TEXT PASSAGE:

While being an Attacker was always filled with excitement, those playing as Defenders often had no choice but to camp out and wait for the arrival of their enemy. Though the heavy rumbling of the barricades and sounds of explosives from above were daunting, I found myself bored with the notion of waiting around, hovering over the hostage until action came to us.
Rainbow Six Siege cannot be faulted for being familiar
Rainbow Six Siege’s alpha is not necessarily graphically impressive, especially when compared to other current generation games. While the character models and intractable items are relatively high-resolution, it is obvious that miscellaneous objects around the map have been ignored in terms of the look of their model. On top of which, not all of the environment is destructible, as bullets and explosives can hit many walls and floors without so much as a scratch. A particularly disappointing and immersion-breaking moment occurred when I discovered that the windshield of a truck parked outside the Presidential Plane didn’t shatter when a full clip was unloaded onto it. However, when Siege does destruction, it does it right. hatches, doors, certain windows and barricades can all be torn down through melee attacks, bombs, or bullets, and it is certainly satisfying to watch the debris fly. Taking out one or two wooden boards from a barricade can even be used as an excellent point to snipe your enemies.

STUDY MATERIAL:
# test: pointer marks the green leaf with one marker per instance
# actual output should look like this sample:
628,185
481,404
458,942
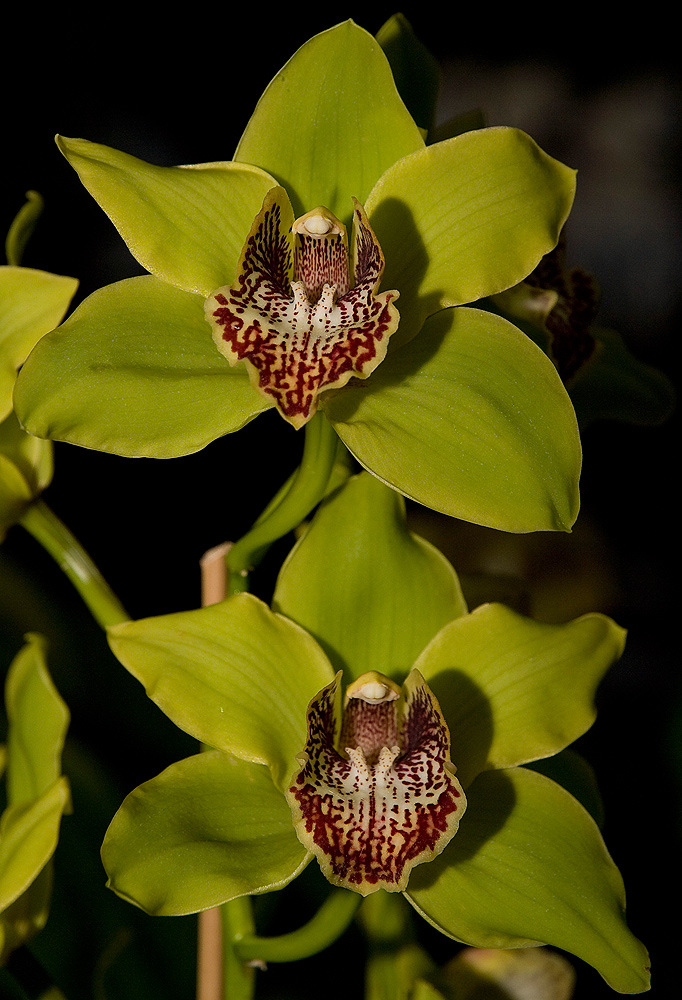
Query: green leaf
206,830
234,675
21,229
465,218
134,371
31,304
330,122
186,225
528,866
25,470
513,690
29,832
357,563
37,795
37,723
470,419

EXERCISE SET:
**A)** Answer these questions about the Rainbow Six Siege passage:
(i) While waiting as a Defender, what was the writer hovering over?
(ii) What did the windshield of the truck parked outside the Presidential Plane fail to do when a full clip was unloaded onto it?
(iii) According to the passage, what can be used as an excellent point to snipe enemies?
**B)** Reproduce the Rainbow Six Siege passage starting with "While being an" and going on through "came to us.", switching "Defenders" to "Guards".
**C)** Proceed with the Rainbow Six Siege passage from the point where it stops.

ANSWERS BY ITEM:
**A)**
(i) The hostage.
(ii) It didn't shatter.
(iii) Taking out one or two wooden boards from a barricade.

**B)**
While being an Attacker was always filled with excitement, those playing as Guards often had no choice but to camp out and wait for the arrival of their enemy. Though the heavy rumbling of the barricades and sounds of explosives from above were daunting, I found myself bored with the notion of waiting around, hovering over the hostage until action came to us.

**C)**
While the immersion may often be broken, Rainbow Six Siege cannot be faulted for it’s familiarity. Playing with a keyboard and mouse felt responsive and simple, giving players only a few buttons to memorize and master. Scaling the house with a grappling hook is as easy as pressing and holding space, though fall damage is extremely unforgiving. Hit boxes on enemies also seem to be relatively large, lending itself to the inaccuracy of many of the weapon choices.
For a game that’s part of a series which claims to be realistic, a lot of these factors seem to point in the opposite direction. As a whole, Rainbow Six Siege’s Alpha is an entertaining experience fitting the expectations of a first-person shooter title. It stands out through its clever class system and admittedly fun hostage-scenario multiplayer matches. While being a Defender of the hostage can often feel like camping and the immersion-breaking semi-destructible environment needs some work, Rainbow Six Siege is an excellent game worthy of the Tom Clancy’s Rainbow Six series title.